# WHAT NEEDS TO BE DONE:
Replace "in the picture above" with "in the image above" wherever it occurs in the entries below, and reproduce all of them with every other word left unchanged.

# DATA RECORDS:
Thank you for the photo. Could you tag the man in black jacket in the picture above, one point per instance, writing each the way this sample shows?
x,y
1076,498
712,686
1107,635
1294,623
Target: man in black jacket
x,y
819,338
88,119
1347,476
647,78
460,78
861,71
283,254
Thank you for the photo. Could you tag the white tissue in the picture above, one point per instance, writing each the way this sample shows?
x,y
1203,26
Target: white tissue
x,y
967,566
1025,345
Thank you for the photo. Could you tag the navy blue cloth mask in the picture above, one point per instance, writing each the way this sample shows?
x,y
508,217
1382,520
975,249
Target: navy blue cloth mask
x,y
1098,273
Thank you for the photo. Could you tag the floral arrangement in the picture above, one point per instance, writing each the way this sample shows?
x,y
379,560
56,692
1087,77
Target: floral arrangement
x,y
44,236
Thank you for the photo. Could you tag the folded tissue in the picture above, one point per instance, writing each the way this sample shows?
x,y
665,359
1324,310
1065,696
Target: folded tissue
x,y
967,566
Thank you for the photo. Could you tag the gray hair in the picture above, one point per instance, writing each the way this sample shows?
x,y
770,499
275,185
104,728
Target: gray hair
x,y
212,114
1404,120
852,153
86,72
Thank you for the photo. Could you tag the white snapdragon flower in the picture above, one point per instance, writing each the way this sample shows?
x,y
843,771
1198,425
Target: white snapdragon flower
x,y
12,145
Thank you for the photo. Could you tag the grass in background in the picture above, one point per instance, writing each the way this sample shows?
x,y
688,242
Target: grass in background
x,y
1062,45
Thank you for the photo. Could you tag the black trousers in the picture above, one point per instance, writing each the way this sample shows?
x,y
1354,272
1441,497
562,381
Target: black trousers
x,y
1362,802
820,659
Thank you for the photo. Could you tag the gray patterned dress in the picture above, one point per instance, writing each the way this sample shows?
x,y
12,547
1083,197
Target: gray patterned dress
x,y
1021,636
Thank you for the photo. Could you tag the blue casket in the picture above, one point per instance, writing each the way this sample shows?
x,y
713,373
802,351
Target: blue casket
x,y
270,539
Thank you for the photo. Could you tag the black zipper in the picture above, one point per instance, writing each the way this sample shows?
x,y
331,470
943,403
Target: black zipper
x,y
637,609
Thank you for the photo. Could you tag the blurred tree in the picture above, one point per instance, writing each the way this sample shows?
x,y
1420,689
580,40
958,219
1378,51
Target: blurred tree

# THE ANSWER:
Thank you for the photo. Could you tag the man in black jacket in the image above, one point per instance, writing each the way this sample shows?
x,y
1076,498
712,686
1107,635
1294,623
Target: man in black jacket
x,y
819,338
88,119
1347,476
647,78
460,78
861,71
283,254
Thank you for the photo. Could you tag the white tissue in the image above, one point per instance, writing each the way this sample shows?
x,y
1203,26
Target: white tissue
x,y
967,566
1025,345
Thank you for the photo. Could you tag the navy blue cloth mask in the image above, one point per instance, writing each the way this sample shows?
x,y
508,217
1382,520
975,249
Target: navy blue cloth mask
x,y
1098,273
Thank you for the photo. Could you tag the floral arrangement in the image above, one point per instance, writing each the way this sample shows?
x,y
379,560
56,692
1087,77
Target: floral arrangement
x,y
44,236
Thank you for the photo. Could you tag the folded tissue in the image above, one point per instance, writing each the way this sample shows?
x,y
665,359
1324,310
1065,696
Target: folded tissue
x,y
967,566
Thank you for the photo. Could you tag the gray hair in the image above, one point per instance, writing each the way this sample shows?
x,y
770,499
275,185
104,728
Target: gray hair
x,y
212,114
1404,120
852,153
86,72
Thank you for the photo. Could you tag the white snapdragon flower in the image above, one point per instance, writing each the way this sample shows?
x,y
843,771
1198,425
Target: white snapdragon flower
x,y
12,145
Thank you for the photo. Could you tag the grass in background in the image above, one point per instance, writing each the way this sample shows?
x,y
688,242
Target: grass in background
x,y
1062,45
Thank you for the photo. Could you tag the black trousers in the image above, one point per instance, writing each the way this sample shows?
x,y
1354,272
1441,497
562,381
Target: black trousers
x,y
1362,802
820,659
Thank you for the photo. Could you tag the gray patterned dress in the image above, one point per instance, writing each the way this sample shows?
x,y
12,547
1083,197
Target: gray patterned dress
x,y
1021,636
Thank you for the photo. Could you tag the blue casket in the image above, one point per instance, writing each the way this sample shows?
x,y
713,373
802,351
Target: blue casket
x,y
270,539
Thank you for the photo. Could you tag the black zipper in the image above, one point per instance, writing each the way this sample shows?
x,y
331,470
943,403
Target: black zipper
x,y
637,609
Thank you for the photo. Could you tag the blurred tree in the image above, one point per instance, writing each the way this sample shows?
x,y
1420,689
580,40
958,219
1378,51
Target: blurred tree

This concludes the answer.